__REQUIRED WORK__:
Please state how many lines in the records that follow include "below", with no other output.

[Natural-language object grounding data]
=-=-=-=-=
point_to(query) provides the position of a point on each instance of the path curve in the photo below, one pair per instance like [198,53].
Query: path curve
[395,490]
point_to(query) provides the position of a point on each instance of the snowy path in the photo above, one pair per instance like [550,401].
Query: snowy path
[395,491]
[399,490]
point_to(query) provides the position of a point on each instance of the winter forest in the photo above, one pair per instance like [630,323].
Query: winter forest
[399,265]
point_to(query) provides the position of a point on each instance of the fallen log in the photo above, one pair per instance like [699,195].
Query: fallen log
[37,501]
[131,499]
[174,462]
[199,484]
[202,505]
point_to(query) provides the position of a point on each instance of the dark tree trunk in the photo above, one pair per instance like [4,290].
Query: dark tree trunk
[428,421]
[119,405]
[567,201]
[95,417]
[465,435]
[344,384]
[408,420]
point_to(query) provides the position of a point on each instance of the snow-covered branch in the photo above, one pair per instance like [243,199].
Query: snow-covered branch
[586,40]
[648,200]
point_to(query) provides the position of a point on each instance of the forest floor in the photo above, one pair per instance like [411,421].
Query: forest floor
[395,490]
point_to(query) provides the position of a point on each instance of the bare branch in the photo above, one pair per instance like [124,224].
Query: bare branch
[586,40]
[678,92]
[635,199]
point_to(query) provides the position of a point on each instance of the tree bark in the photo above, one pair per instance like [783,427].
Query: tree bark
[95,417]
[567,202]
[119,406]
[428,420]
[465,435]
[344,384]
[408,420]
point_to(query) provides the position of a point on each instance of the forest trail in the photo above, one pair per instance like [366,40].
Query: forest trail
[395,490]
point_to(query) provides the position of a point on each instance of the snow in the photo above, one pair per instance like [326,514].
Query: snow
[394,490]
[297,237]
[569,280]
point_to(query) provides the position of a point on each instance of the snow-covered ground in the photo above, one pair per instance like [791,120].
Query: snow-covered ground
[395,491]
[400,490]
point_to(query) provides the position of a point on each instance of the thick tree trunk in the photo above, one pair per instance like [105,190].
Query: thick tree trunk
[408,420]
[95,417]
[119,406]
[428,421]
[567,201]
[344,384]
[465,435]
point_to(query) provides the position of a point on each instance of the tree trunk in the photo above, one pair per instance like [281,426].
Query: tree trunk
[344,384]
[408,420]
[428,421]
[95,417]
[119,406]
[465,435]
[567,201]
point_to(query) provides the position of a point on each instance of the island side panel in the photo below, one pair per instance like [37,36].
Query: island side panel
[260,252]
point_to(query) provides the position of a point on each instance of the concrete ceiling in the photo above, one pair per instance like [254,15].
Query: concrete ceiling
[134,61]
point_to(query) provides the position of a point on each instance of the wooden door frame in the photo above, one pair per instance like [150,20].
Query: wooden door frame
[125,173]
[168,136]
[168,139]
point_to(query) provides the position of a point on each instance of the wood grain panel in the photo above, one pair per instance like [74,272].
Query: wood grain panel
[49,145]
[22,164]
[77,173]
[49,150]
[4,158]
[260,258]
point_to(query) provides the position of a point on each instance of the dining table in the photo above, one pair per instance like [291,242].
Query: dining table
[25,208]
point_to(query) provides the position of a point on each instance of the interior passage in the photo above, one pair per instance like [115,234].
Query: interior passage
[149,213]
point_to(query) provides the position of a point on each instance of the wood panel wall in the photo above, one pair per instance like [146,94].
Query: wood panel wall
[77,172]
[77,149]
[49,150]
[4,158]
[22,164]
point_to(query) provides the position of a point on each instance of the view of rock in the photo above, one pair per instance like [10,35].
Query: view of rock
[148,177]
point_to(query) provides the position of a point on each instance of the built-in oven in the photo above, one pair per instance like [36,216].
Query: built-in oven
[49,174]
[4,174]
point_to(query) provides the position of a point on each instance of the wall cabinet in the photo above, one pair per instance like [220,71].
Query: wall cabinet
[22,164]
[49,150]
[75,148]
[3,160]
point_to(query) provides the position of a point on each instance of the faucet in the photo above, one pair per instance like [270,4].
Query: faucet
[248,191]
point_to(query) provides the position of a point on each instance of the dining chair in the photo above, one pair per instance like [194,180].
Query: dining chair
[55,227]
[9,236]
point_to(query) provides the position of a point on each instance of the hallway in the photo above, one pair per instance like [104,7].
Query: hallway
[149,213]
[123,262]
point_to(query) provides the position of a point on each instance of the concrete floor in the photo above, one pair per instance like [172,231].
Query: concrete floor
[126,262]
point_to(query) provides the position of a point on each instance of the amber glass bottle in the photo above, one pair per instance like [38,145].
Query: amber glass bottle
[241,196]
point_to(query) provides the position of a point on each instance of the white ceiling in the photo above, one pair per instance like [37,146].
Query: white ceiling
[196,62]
=-=-=-=-=
__RESULT__:
2